**Direction:**
Pull out each line of the data below that contains the string "float". Case counts.

▼▼▼

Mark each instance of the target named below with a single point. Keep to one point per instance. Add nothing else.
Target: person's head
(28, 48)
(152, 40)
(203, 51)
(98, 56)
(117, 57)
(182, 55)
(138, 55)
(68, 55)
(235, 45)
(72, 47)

▲▲▲
▼▼▼

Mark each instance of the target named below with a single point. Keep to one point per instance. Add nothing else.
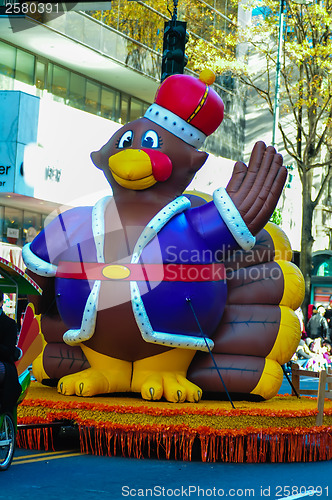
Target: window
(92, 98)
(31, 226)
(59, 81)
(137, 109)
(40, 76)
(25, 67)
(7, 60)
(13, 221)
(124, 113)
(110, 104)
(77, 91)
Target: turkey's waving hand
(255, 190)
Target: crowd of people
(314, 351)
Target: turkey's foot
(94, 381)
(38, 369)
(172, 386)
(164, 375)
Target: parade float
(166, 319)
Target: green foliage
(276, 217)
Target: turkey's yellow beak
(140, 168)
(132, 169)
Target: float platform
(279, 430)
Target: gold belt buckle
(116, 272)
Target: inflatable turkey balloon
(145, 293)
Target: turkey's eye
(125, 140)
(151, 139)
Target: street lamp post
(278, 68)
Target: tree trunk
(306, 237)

▲▲▲

**Exercise output:**
Target: parade float
Target: float platform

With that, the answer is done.